• [Extrait choisi]
Le Hip Hop est né dans la rue. Et pas n’importe quelle rue. Dans les rues des quartiers défavorisés où souvent, chômage, violence et précarité tenaient une place majeure dans la société. Le Hip Hop, nous l’avons vu, a été un vecteur de rassemblement pour pacifier les populations et, garde, dans son fort intérieur un aspect revendicatif.

A travers ce mouvement, les Crews tiennent la rue,  s’installe dans un lieu, y passe de la musique, et se servent du territoire et de ce qui les entoure pour s’exprimer.

La revendication tient donc une place primordiale dans le Hip Hop (celui des origines en tout cas). Que ce soit à travers la musique (Zulu Nation), à travers la danse, ou à travers la peinture.

Nous avons jusqu’ici parlé de musique. Attachons nous pour ce dernier article au street art, issu des mêmes racines et ayant des bases communes.

Le mouvement Hip Hop est en adéquation avec la ville : ces disciplines sont indissociables de l’espace urbain. L’important est d’impressionner ainsi que d’affirmer son existence et son appartenance à la ville ou à un quartier. La musique a été évoqué plus haut, nous nous attacherons ici au street art.

Le street art s’est développé à travers l’émergence du Hip Hop d’abord dans certains quartiers de New York puis dans le reste des Etats-Unis et dans le monde. Au début, simple nom (blaz) inscrit sur un mur, une forme de reconnaissance s’est au fur et à mesure développée entre les graffeurs suivant le lieu (souvent difficile d’accès) ou la qualité de l’oeuvre. A la base de ce mouvement, les simples tags (signatures) sont le moyen pour les graffeurs de marquer le territoire et imposer leur appartenance à la ville.

Aujourd’hui, partout dans le monde, des Master Pieces, ces grandes fresques en couleur, ornent les murs des villes.

Selon Abdoulaye Niang, sociologue à l’université Gaston Berger de St Louis, au Sénégal, et spécialiste du mouvement Hip-Hop, il existe aujourd’hui quatre valeurs fondamentales au street art : le fait de montrer sa présence dans la ville, l’expression artistique (Master Pieces) le sentiment de pouvoir (braver l’interdit) et la rébellion. Ces valeurs sont liées aux fonctions du street art qui sont, toujours selon Abdoulaye Niang, sociale, esthétique, et politique.

• [Travail à réaliser] D'après l'extrait choisi, quelles fonctions Abdoulaye Niang attribue-t-il au street art ?

• [Extraits de données]
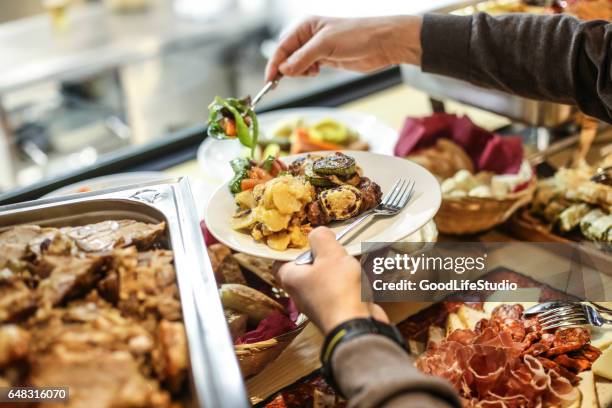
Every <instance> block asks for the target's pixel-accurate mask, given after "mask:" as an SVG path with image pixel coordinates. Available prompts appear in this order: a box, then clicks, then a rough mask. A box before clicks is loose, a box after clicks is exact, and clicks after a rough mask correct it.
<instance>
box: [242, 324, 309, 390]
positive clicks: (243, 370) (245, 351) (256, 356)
mask: <svg viewBox="0 0 612 408" xmlns="http://www.w3.org/2000/svg"><path fill="white" fill-rule="evenodd" d="M296 323H297V327H296V328H295V329H293V330H291V331H290V332H287V333H283V334H281V335H280V336H276V337H274V338H271V339H269V340H265V341H260V342H257V343H250V344H239V345H236V346H234V349H235V351H236V356H237V357H238V363H239V364H240V370H241V371H242V376H243V377H244V378H249V377H252V376H254V375H256V374H259V373H260V372H261V371H262V370H263V369H264V368H265V367H266V366H267V365H268V364H269V363H271V362H272V361H273V360H274V359H276V358H277V357H278V356H279V355H280V354H281V353H282V352H283V351H284V350H285V349H286V348H287V346H289V344H291V342H292V341H293V340H294V339H295V338H296V337H297V336H298V334H300V333H301V332H302V330H304V328H305V327H306V325H307V324H308V319H307V318H306V316H305V315H303V314H300V315H299V316H298V319H297V322H296Z"/></svg>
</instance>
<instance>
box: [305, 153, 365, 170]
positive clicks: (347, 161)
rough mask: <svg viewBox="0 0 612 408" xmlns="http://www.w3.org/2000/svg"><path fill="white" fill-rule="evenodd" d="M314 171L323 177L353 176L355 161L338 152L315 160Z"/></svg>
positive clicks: (314, 163)
mask: <svg viewBox="0 0 612 408" xmlns="http://www.w3.org/2000/svg"><path fill="white" fill-rule="evenodd" d="M312 170H313V171H314V172H315V173H317V174H319V175H321V174H323V175H336V176H351V175H353V174H355V171H356V167H355V159H353V158H352V157H349V156H347V155H345V154H342V153H340V152H337V153H336V154H330V155H329V156H326V157H323V158H321V159H318V160H315V161H314V163H313V164H312Z"/></svg>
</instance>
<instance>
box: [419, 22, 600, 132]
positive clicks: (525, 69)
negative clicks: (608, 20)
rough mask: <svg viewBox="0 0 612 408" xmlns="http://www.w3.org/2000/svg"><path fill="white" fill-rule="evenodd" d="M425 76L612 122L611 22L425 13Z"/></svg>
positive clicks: (422, 64) (423, 68)
mask: <svg viewBox="0 0 612 408" xmlns="http://www.w3.org/2000/svg"><path fill="white" fill-rule="evenodd" d="M421 45H422V48H423V54H422V68H423V70H424V71H427V72H432V73H436V74H441V75H447V76H451V77H455V78H459V79H463V80H466V81H469V82H472V83H474V84H476V85H481V86H485V87H490V88H496V89H501V90H504V91H507V92H510V93H515V94H519V95H522V96H525V97H528V98H533V99H544V100H549V101H553V102H559V103H565V104H575V105H578V107H579V108H580V109H581V110H582V111H583V112H585V113H587V114H589V115H592V116H595V117H598V118H600V119H602V120H605V121H608V122H610V121H612V70H611V69H610V67H611V66H612V24H610V23H609V22H607V21H603V20H596V21H589V22H581V21H580V20H577V19H575V18H573V17H569V16H563V15H555V16H537V15H528V14H510V15H505V16H501V17H491V16H489V15H487V14H476V15H474V16H453V15H438V14H428V15H425V17H424V19H423V25H422V29H421Z"/></svg>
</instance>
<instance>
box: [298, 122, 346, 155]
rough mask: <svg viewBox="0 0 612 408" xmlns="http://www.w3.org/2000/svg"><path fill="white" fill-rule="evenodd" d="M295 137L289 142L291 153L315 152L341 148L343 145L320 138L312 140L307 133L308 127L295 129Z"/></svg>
mask: <svg viewBox="0 0 612 408" xmlns="http://www.w3.org/2000/svg"><path fill="white" fill-rule="evenodd" d="M295 135H296V138H295V140H294V141H293V143H292V144H291V154H297V153H306V152H316V151H318V150H342V149H343V147H342V146H340V145H338V144H335V143H329V142H323V141H321V140H313V139H311V138H310V135H309V134H308V129H303V128H298V129H295Z"/></svg>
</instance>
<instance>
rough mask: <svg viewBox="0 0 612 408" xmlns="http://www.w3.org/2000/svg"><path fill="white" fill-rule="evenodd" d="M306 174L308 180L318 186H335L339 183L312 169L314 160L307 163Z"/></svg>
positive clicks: (328, 177) (319, 186)
mask: <svg viewBox="0 0 612 408" xmlns="http://www.w3.org/2000/svg"><path fill="white" fill-rule="evenodd" d="M304 176H305V177H306V180H307V181H308V182H309V183H310V184H312V185H313V186H316V187H333V186H336V185H337V184H336V183H334V182H333V181H331V180H330V179H329V177H327V176H323V175H320V174H317V173H315V172H314V171H313V170H312V162H310V163H307V164H306V165H305V167H304Z"/></svg>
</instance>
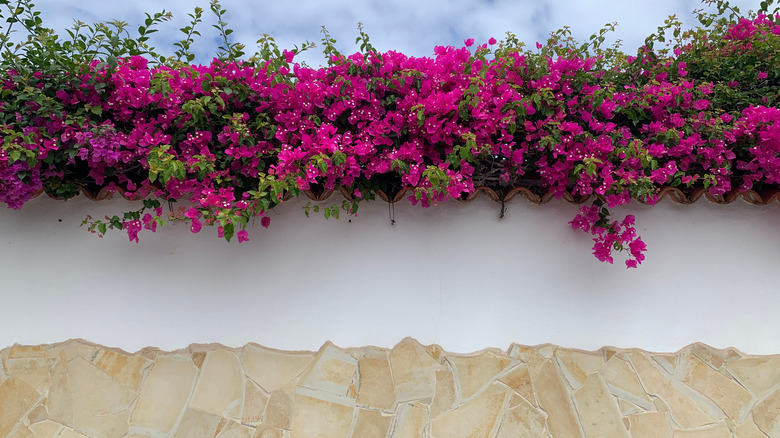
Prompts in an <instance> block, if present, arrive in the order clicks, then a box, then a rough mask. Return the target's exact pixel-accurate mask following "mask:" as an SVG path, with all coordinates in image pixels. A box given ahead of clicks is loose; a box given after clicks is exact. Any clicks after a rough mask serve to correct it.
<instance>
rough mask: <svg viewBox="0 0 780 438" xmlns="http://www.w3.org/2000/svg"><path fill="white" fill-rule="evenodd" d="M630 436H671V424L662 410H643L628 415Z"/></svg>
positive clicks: (666, 414) (665, 436)
mask: <svg viewBox="0 0 780 438" xmlns="http://www.w3.org/2000/svg"><path fill="white" fill-rule="evenodd" d="M628 424H629V426H628V430H629V432H631V438H672V424H671V422H670V421H669V417H668V416H667V414H666V413H664V412H644V413H641V414H633V415H629V416H628Z"/></svg>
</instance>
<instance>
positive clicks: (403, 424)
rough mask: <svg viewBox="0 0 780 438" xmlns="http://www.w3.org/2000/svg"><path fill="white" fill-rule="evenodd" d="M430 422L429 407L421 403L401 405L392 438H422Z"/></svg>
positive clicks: (398, 408)
mask: <svg viewBox="0 0 780 438" xmlns="http://www.w3.org/2000/svg"><path fill="white" fill-rule="evenodd" d="M429 422H430V416H429V412H428V408H427V406H425V405H423V404H421V403H419V402H414V403H404V404H401V405H399V406H398V410H397V412H396V415H395V422H394V424H393V426H392V432H391V433H390V438H421V437H422V436H423V435H424V430H425V425H426V424H428V423H429Z"/></svg>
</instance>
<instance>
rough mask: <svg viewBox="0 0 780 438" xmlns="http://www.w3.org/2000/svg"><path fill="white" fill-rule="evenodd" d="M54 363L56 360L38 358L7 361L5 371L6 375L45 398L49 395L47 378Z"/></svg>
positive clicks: (9, 359)
mask: <svg viewBox="0 0 780 438" xmlns="http://www.w3.org/2000/svg"><path fill="white" fill-rule="evenodd" d="M55 363H56V359H50V358H39V357H34V358H19V359H8V361H7V364H6V371H7V372H8V375H10V376H13V377H16V378H17V379H19V380H22V381H23V382H25V383H27V384H28V385H30V386H31V387H33V388H34V389H35V390H37V391H38V392H39V393H40V394H41V395H44V396H45V395H47V394H48V393H49V387H50V385H51V382H50V380H49V377H50V372H51V369H52V367H53V366H54V365H55Z"/></svg>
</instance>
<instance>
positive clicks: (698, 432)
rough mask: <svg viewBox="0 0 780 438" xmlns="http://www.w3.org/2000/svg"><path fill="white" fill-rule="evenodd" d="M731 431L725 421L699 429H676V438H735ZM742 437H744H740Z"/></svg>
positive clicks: (675, 432)
mask: <svg viewBox="0 0 780 438" xmlns="http://www.w3.org/2000/svg"><path fill="white" fill-rule="evenodd" d="M733 437H734V435H732V433H731V431H730V430H729V428H728V427H726V425H725V424H723V423H718V424H714V425H710V426H706V427H702V428H698V429H687V430H675V431H674V438H733ZM740 438H742V437H740Z"/></svg>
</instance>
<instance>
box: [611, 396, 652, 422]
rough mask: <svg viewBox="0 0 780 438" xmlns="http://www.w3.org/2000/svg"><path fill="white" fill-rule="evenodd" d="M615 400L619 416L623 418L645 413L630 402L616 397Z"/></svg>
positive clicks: (637, 406) (640, 409)
mask: <svg viewBox="0 0 780 438" xmlns="http://www.w3.org/2000/svg"><path fill="white" fill-rule="evenodd" d="M617 400H618V408H620V415H623V416H624V417H625V416H626V415H631V414H639V413H642V412H644V411H645V410H644V409H642V408H640V407H639V406H637V405H635V404H633V403H631V402H630V401H626V400H623V399H622V398H620V397H618V399H617Z"/></svg>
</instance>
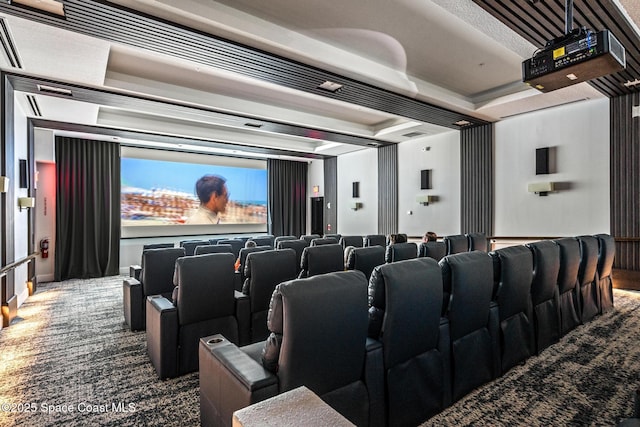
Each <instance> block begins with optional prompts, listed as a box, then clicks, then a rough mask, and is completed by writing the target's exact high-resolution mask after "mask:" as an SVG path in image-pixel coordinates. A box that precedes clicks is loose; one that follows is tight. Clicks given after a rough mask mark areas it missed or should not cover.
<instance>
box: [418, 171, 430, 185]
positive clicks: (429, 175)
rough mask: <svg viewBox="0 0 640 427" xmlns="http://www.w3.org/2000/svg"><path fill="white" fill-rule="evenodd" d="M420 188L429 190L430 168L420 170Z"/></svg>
mask: <svg viewBox="0 0 640 427" xmlns="http://www.w3.org/2000/svg"><path fill="white" fill-rule="evenodd" d="M420 189H421V190H431V169H423V170H421V171H420Z"/></svg>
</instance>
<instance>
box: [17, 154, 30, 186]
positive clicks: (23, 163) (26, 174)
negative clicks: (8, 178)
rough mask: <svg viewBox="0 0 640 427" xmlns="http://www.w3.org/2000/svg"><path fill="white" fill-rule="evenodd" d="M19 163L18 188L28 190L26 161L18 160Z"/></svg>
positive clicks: (27, 179) (26, 167)
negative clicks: (19, 169) (25, 189)
mask: <svg viewBox="0 0 640 427" xmlns="http://www.w3.org/2000/svg"><path fill="white" fill-rule="evenodd" d="M18 162H19V163H18V164H19V168H20V170H19V174H20V175H19V178H20V183H19V185H20V188H29V177H28V175H27V172H28V171H27V161H26V160H24V159H20V160H19V161H18Z"/></svg>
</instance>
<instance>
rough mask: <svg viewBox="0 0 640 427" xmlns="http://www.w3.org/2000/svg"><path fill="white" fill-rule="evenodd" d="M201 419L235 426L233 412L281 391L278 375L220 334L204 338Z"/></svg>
mask: <svg viewBox="0 0 640 427" xmlns="http://www.w3.org/2000/svg"><path fill="white" fill-rule="evenodd" d="M198 352H199V354H198V357H199V363H200V367H199V368H200V369H199V370H200V375H199V377H200V422H201V423H202V425H203V426H214V425H215V426H231V423H232V419H233V412H234V411H237V410H238V409H242V408H245V407H247V406H249V405H252V404H254V403H257V402H260V401H262V400H265V399H268V398H270V397H273V396H275V395H277V394H278V378H277V377H276V376H275V375H274V374H272V373H271V372H269V371H267V370H266V369H264V368H263V367H262V365H261V364H260V363H259V362H257V361H256V360H254V359H252V358H251V357H250V356H249V355H248V354H246V353H245V352H243V351H242V350H241V349H240V348H238V347H237V346H236V345H235V344H233V343H231V342H230V341H229V340H227V339H226V338H224V336H222V335H220V334H218V335H213V336H209V337H205V338H201V339H200V347H199V349H198Z"/></svg>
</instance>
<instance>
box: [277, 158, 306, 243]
mask: <svg viewBox="0 0 640 427" xmlns="http://www.w3.org/2000/svg"><path fill="white" fill-rule="evenodd" d="M307 167H308V165H307V163H306V162H293V161H288V160H277V159H268V160H267V170H268V182H269V223H270V224H269V232H270V233H271V234H273V235H274V236H288V235H291V236H301V235H303V234H305V233H306V229H307Z"/></svg>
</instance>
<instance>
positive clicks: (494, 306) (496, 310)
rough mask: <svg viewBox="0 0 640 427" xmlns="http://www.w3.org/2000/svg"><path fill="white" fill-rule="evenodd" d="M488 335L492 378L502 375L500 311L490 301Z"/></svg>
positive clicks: (492, 301)
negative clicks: (491, 355) (491, 366)
mask: <svg viewBox="0 0 640 427" xmlns="http://www.w3.org/2000/svg"><path fill="white" fill-rule="evenodd" d="M488 327H489V335H490V336H491V348H492V349H493V378H498V377H499V376H500V375H502V360H501V359H502V356H501V355H500V312H499V308H498V303H496V302H495V301H491V304H490V305H489V325H488Z"/></svg>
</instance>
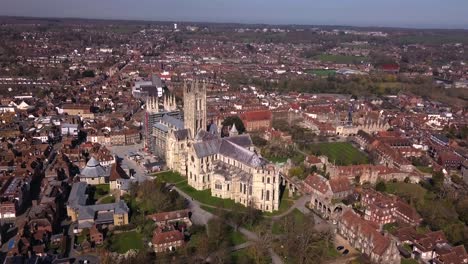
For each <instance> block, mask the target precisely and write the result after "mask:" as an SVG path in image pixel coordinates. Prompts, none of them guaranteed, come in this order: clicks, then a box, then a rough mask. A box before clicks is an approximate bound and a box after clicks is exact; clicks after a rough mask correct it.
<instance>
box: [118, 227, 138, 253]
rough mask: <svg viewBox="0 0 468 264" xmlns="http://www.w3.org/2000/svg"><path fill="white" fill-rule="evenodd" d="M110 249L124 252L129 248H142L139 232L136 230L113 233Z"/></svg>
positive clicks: (129, 249)
mask: <svg viewBox="0 0 468 264" xmlns="http://www.w3.org/2000/svg"><path fill="white" fill-rule="evenodd" d="M110 249H111V251H113V252H117V253H120V254H124V253H126V252H127V251H129V250H130V249H136V250H140V249H143V241H142V237H141V234H139V233H137V232H136V231H130V232H125V233H120V234H115V235H113V236H112V237H111V244H110Z"/></svg>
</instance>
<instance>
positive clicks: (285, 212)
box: [271, 195, 310, 220]
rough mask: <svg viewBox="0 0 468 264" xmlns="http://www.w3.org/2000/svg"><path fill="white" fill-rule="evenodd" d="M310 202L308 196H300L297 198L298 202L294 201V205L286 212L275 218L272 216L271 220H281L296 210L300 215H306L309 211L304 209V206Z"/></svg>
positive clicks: (309, 199) (292, 205) (297, 201)
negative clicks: (297, 199) (284, 217)
mask: <svg viewBox="0 0 468 264" xmlns="http://www.w3.org/2000/svg"><path fill="white" fill-rule="evenodd" d="M308 201H310V195H304V196H302V197H301V198H299V199H298V200H296V201H295V202H294V204H293V205H292V206H291V207H290V208H289V209H288V210H286V211H285V212H284V213H281V214H279V215H275V216H272V217H271V218H272V219H274V220H277V219H280V218H283V217H285V216H286V215H288V214H290V213H291V212H292V211H294V209H296V208H297V209H298V210H299V211H301V212H302V213H304V214H308V213H310V210H309V209H308V208H306V207H305V204H306V203H307V202H308Z"/></svg>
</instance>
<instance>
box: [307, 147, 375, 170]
mask: <svg viewBox="0 0 468 264" xmlns="http://www.w3.org/2000/svg"><path fill="white" fill-rule="evenodd" d="M307 148H308V151H309V152H310V153H312V154H314V155H325V156H327V157H328V160H329V162H331V163H336V165H353V164H368V163H369V159H368V158H367V156H366V155H365V154H364V153H362V152H361V151H359V150H358V149H357V148H355V147H354V146H353V145H352V144H351V143H348V142H329V143H319V144H312V145H308V146H307Z"/></svg>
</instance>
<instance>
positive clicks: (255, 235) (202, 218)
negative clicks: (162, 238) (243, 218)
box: [173, 186, 283, 264]
mask: <svg viewBox="0 0 468 264" xmlns="http://www.w3.org/2000/svg"><path fill="white" fill-rule="evenodd" d="M173 190H176V191H177V192H178V193H179V194H180V195H182V196H183V197H184V198H186V199H187V200H188V201H189V206H188V207H189V209H190V211H191V212H192V221H193V222H194V223H195V224H198V225H206V224H207V223H208V221H209V220H210V219H211V218H213V217H216V216H215V215H213V214H212V213H210V212H207V211H205V210H203V209H202V208H201V207H200V205H204V204H201V203H200V202H198V201H196V200H192V197H190V196H189V195H188V194H186V193H185V192H183V191H182V190H180V189H179V188H177V187H176V186H174V187H173ZM227 224H228V225H230V226H231V227H234V228H235V226H234V225H233V224H232V223H229V222H227ZM237 230H238V231H239V232H240V233H241V234H242V235H243V236H245V237H246V238H247V240H249V241H250V242H259V241H260V238H259V237H258V235H257V234H255V233H254V232H252V231H250V230H247V229H245V228H243V227H239V228H237ZM244 244H245V243H244ZM269 251H270V255H271V259H272V261H273V264H282V263H283V261H282V260H281V258H280V257H279V256H278V255H277V254H276V253H275V252H274V251H273V250H272V249H270V250H269Z"/></svg>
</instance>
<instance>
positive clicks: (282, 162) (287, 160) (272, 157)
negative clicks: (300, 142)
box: [267, 157, 288, 163]
mask: <svg viewBox="0 0 468 264" xmlns="http://www.w3.org/2000/svg"><path fill="white" fill-rule="evenodd" d="M267 159H268V160H269V161H270V162H273V163H285V162H286V161H288V157H267Z"/></svg>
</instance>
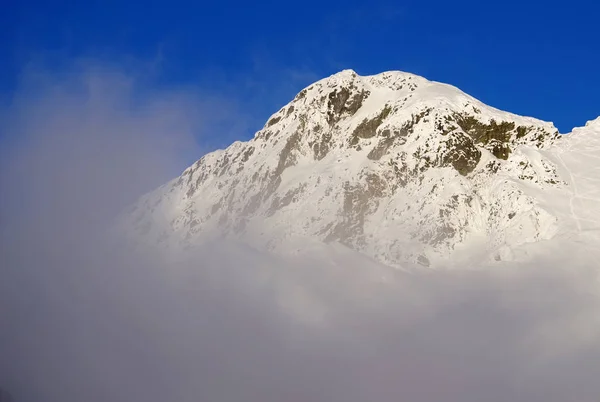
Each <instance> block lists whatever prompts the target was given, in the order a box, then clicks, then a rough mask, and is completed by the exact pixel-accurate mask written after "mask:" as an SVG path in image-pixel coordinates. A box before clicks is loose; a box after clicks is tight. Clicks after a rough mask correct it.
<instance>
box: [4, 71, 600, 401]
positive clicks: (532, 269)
mask: <svg viewBox="0 0 600 402" xmlns="http://www.w3.org/2000/svg"><path fill="white" fill-rule="evenodd" d="M146 84H147V83H144V84H143V85H142V87H140V83H139V81H138V80H137V78H136V76H135V75H133V76H132V75H130V74H127V73H124V72H123V71H120V70H118V69H114V68H108V67H106V66H105V65H102V66H98V65H94V64H91V65H90V64H87V65H85V66H84V67H81V66H80V67H78V68H74V69H69V70H68V71H66V72H62V73H61V74H59V75H56V74H40V73H39V72H37V73H36V74H34V75H31V74H30V75H29V76H28V78H26V79H25V81H24V85H23V87H22V89H21V90H20V91H19V92H18V94H17V96H16V97H15V100H14V102H13V103H12V105H11V106H10V107H9V109H7V110H5V111H4V113H3V116H4V117H5V118H4V119H3V121H4V123H3V127H2V130H3V132H5V133H8V136H7V138H11V139H12V140H11V141H12V143H11V145H10V146H7V147H5V148H4V151H3V153H2V159H1V162H0V197H1V198H0V207H1V209H0V219H1V221H0V223H1V225H2V226H1V231H0V236H1V237H0V241H1V242H0V253H1V256H2V264H1V267H2V268H1V269H0V275H1V276H2V278H1V280H0V386H3V387H5V388H7V389H9V390H10V391H11V392H12V393H13V394H14V396H15V397H16V400H17V401H25V402H29V401H31V402H34V401H45V402H54V401H57V402H58V401H60V402H70V401H73V402H79V401H89V402H94V401H105V400H111V401H138V400H139V401H141V400H144V401H164V400H170V401H182V402H186V401H198V400H202V401H256V402H259V401H260V402H269V401H273V402H277V401H291V402H294V401H307V400H312V401H345V402H352V401H388V400H405V401H415V402H420V401H423V402H425V401H437V400H444V401H449V402H454V401H456V402H459V401H460V402H468V401H481V400H485V401H490V402H494V401H498V402H501V401H502V402H504V401H507V400H512V401H528V402H535V401H539V402H542V401H544V402H551V401H557V402H558V401H560V402H563V401H565V400H577V401H595V400H596V399H594V398H597V396H598V395H600V385H599V384H598V381H597V378H599V376H600V347H598V345H600V320H599V319H598V318H597V312H598V311H599V309H600V297H599V296H598V283H597V281H596V275H597V272H596V271H594V269H590V267H591V268H594V267H593V265H591V264H590V265H589V266H588V265H586V262H585V260H581V262H578V264H577V266H575V265H573V264H571V265H570V266H569V260H568V259H566V258H564V256H558V255H557V256H548V257H549V258H548V260H547V261H541V260H540V261H537V262H535V263H531V264H529V265H527V266H518V267H517V266H514V267H506V268H505V269H502V270H492V271H490V270H484V271H462V272H429V273H424V274H421V275H408V274H403V273H399V272H396V271H393V270H390V269H388V268H386V267H382V266H379V265H375V264H374V263H372V262H369V261H368V260H366V259H364V260H363V259H361V258H359V257H358V256H356V255H354V254H352V253H348V252H344V251H341V250H330V251H323V252H322V253H316V254H315V255H313V256H303V257H297V258H295V259H288V260H285V261H284V260H280V259H277V258H275V257H273V256H267V255H263V254H261V253H258V252H255V251H253V250H249V249H245V248H243V247H241V246H238V245H231V244H224V243H223V244H211V245H208V246H206V247H204V248H201V249H200V250H198V251H197V252H195V253H194V254H190V255H188V256H186V257H185V258H182V259H181V260H180V261H178V262H176V263H173V262H170V263H167V262H164V260H163V259H162V258H161V255H160V254H159V253H156V251H151V252H147V253H142V254H133V253H129V252H127V251H124V250H122V249H120V248H119V247H118V244H115V242H114V239H111V238H110V237H107V236H106V231H107V229H108V227H109V226H110V222H111V219H112V217H113V216H114V215H115V214H116V213H118V212H119V211H121V209H122V208H124V207H125V206H126V205H128V204H129V203H130V202H132V201H133V200H135V198H136V197H137V196H138V195H139V194H140V193H142V192H144V191H147V190H149V189H151V188H152V187H154V186H156V185H158V184H160V183H161V182H162V181H164V180H165V179H167V178H170V177H172V176H173V175H175V174H177V172H178V171H179V170H180V169H182V168H183V167H185V164H186V163H188V162H189V161H185V162H184V163H183V164H182V160H183V159H185V157H184V158H183V159H182V154H183V155H185V154H186V152H187V151H188V150H189V148H190V147H192V148H194V149H195V150H197V151H195V152H200V150H199V149H198V148H196V146H195V145H194V141H193V140H192V138H193V137H194V136H195V135H196V133H195V132H194V130H195V129H196V128H197V127H202V122H203V120H202V117H203V116H207V115H210V114H211V105H213V103H211V102H210V99H202V98H199V97H198V96H197V95H192V94H191V92H190V91H171V90H158V89H153V90H149V87H147V86H145V85H146ZM221 105H222V104H221ZM6 143H7V144H8V142H6ZM182 165H183V166H182ZM550 261H551V262H550ZM565 268H568V269H565Z"/></svg>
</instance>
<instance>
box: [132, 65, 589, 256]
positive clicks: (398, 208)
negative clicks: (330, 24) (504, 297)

• [Réponse écrite] Les fonctions sociale, esthétique et politique.